To do.
Put every line of the data below into a Markdown table with the columns Number and Content, leaving out blank lines.

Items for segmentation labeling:
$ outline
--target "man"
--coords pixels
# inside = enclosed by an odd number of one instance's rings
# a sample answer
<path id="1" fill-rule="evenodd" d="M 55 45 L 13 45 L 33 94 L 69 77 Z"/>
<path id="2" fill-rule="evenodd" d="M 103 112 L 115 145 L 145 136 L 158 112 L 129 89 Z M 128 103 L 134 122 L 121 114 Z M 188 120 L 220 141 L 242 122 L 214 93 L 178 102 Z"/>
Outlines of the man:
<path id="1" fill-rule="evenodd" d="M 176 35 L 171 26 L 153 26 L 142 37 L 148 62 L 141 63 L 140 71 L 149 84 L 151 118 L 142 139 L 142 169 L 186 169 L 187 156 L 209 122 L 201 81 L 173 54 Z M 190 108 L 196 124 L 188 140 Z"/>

Completed exercise.
| Number | Content |
|---|---|
| 1 | $ outline |
| 2 | --target "man" |
| 3 | --coords pixels |
| 4 | # inside = enclosed by an odd number of one instance's rings |
| 5 | # a sample answer |
| 6 | <path id="1" fill-rule="evenodd" d="M 55 45 L 13 45 L 33 94 L 69 77 Z"/> |
| 7 | <path id="2" fill-rule="evenodd" d="M 103 112 L 115 145 L 145 136 L 158 112 L 129 89 Z M 128 103 L 134 122 L 121 114 Z M 188 120 L 220 141 L 242 122 L 214 93 L 178 102 Z"/> |
| 8 | Outlines of the man: |
| 9 | <path id="1" fill-rule="evenodd" d="M 176 35 L 171 26 L 153 26 L 142 37 L 148 62 L 141 63 L 140 71 L 149 84 L 151 118 L 142 139 L 142 169 L 186 169 L 187 156 L 209 122 L 201 81 L 173 54 Z M 190 108 L 196 124 L 188 140 Z"/> |